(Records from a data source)
*** Block opens ***

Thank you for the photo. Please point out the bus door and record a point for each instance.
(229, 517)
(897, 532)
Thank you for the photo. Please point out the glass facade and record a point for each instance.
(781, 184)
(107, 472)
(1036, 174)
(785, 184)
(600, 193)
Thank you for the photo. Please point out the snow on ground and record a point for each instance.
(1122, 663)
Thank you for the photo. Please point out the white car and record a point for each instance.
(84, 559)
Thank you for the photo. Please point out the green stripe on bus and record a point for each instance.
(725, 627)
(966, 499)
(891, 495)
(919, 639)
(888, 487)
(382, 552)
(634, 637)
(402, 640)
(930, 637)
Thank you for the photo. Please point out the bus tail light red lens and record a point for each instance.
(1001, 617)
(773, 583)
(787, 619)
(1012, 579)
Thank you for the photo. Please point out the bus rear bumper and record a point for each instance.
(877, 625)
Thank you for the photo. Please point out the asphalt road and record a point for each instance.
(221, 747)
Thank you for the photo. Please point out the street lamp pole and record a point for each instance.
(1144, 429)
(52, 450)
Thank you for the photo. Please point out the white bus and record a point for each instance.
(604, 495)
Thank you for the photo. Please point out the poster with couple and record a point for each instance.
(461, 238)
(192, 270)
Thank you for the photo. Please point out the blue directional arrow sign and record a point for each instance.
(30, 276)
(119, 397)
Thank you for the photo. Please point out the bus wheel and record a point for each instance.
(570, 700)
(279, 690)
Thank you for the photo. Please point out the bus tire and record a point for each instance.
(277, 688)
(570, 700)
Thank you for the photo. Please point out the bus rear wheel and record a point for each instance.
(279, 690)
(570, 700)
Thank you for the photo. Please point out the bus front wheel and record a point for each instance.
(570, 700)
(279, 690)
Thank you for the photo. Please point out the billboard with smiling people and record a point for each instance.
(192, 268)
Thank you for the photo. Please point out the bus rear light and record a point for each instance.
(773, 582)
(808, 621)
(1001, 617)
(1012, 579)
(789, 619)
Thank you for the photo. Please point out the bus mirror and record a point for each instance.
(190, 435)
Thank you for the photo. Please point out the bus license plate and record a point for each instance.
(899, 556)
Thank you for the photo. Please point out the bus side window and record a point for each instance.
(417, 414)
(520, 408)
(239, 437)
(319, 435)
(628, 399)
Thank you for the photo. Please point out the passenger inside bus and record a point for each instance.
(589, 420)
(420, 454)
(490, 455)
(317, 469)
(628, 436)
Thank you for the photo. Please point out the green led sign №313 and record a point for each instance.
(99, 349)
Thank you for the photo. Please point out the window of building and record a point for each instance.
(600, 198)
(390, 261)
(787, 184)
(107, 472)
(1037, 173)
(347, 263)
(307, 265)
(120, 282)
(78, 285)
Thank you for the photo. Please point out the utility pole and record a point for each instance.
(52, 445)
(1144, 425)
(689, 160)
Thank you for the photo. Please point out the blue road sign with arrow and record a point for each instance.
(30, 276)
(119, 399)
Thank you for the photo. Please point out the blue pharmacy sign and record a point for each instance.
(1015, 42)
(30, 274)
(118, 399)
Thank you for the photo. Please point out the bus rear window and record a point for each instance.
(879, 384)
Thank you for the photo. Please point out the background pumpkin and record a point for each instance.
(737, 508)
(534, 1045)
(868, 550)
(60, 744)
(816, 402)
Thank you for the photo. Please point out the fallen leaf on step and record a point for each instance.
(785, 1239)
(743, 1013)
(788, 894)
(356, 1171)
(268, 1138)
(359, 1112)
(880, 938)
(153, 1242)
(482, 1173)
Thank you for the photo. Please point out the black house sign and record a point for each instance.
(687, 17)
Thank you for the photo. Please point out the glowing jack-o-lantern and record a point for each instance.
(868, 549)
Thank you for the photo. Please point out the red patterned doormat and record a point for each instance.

*** Block closes ***

EXERCISE AIM: Reproduce exactly what appears from the line containing "Thank you for the photo. Please point out the fallen" down to the final line of the data.

WRITTEN SOLUTION:
Thank you for the photo. Please point out the fallen leaf on step and record a point for each instance.
(785, 1239)
(743, 1013)
(788, 894)
(356, 1171)
(268, 1138)
(359, 1112)
(880, 938)
(153, 1242)
(482, 1173)
Thank you for the photo. Please point out the black house sign and record a point for each instance.
(687, 17)
Thank you for the photo. Please point out the glowing jack-o-lantern and record a point for each instance.
(868, 549)
Thank you for the photo. Please point out the red patterned doormat and record a point for each instance.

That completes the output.